Text excerpt -
Start of Block

What is the definition of the model output, is it actually a TSDF with scale transformation?
Here is a visualization of SDF decoded from [-0.7, 0.7] cube (looks like binary):
The following code snippet demonstrates this behavior. In the majority of the sampled volume, the output is nearly binary (1.0 or -1.0).

End of Block

Exercise set -
1 – How would you translate this sentence from the SDF output post into Spanish: "What is the definition of the model output, is it actually a TSDF with scale transformation?"
2 – Could you transcribe the SDF output post exactly, starting with "What is the" and going on through "(1.0 or -1.0)."?
3 – How would you restate the paragraph of the SDF output post beginning "The following code snippet" in one shorter sentence that keeps its main facts?

(Stored records)
Start of Block

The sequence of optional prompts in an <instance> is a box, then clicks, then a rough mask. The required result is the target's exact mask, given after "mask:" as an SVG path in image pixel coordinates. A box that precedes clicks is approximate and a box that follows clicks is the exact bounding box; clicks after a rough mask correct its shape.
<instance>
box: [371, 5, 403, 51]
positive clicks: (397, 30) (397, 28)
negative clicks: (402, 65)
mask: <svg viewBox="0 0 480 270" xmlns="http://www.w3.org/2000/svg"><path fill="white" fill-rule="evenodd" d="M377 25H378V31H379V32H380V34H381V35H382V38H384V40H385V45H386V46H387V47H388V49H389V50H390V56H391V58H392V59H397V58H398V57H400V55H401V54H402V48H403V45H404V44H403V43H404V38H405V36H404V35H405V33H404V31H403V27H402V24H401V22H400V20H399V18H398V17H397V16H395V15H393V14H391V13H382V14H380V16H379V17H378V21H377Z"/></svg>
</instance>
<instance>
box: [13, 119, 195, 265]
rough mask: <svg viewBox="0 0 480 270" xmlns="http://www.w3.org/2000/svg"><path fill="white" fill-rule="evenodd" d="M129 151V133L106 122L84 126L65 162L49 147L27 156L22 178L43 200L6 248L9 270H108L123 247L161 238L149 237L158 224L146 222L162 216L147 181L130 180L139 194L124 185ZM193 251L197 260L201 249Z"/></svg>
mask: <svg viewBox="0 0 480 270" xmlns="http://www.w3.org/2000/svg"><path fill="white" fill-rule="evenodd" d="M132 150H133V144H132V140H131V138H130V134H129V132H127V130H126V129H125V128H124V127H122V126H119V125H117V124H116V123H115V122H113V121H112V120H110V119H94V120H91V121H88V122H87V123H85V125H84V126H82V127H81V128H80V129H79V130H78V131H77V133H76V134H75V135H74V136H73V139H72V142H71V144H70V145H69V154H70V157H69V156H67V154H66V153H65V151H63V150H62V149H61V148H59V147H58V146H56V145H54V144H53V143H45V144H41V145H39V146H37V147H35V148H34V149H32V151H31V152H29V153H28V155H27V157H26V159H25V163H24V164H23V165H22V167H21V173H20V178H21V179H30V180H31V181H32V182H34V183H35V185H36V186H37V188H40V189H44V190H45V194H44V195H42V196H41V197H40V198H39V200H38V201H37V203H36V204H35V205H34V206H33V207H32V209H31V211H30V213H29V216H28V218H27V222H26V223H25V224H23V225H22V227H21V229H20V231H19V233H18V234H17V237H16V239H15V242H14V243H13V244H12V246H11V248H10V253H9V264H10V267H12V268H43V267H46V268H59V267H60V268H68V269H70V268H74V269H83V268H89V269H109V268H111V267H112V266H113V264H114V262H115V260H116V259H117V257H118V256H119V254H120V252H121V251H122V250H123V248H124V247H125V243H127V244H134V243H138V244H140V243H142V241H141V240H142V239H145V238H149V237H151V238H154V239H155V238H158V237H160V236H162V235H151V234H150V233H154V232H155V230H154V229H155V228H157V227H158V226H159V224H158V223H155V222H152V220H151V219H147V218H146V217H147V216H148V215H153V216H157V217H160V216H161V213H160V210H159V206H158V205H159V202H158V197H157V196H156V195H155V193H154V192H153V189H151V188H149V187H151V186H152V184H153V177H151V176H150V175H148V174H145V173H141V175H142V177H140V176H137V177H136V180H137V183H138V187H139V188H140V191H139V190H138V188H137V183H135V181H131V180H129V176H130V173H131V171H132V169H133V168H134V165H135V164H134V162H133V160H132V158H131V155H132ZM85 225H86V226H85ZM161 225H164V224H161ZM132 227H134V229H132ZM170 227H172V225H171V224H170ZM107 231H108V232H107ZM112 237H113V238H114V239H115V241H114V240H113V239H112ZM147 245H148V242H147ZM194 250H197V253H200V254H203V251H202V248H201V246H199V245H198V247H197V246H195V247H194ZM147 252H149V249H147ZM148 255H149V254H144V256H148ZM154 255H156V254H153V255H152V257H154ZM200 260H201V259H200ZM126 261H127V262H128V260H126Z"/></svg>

End of Block

Answer list -
1 – ¿Cuál es la definición de la salida del modelo? ¿Es en realidad una TSDF con transformación de escala?

2 –
What is the definition of the model output, is it actually a TSDF with scale transformation?
Here is a visualization of SDF decoded from [-0.7, 0.7] cube (looks like binary):
The following code snippet demonstrates this behavior. In the majority of the sampled volume, the output is nearly binary (1.0 or -1.0).

3 – The code snippet shows that across most of the sampled volume the output is nearly binary, either 1.0 or -1.0.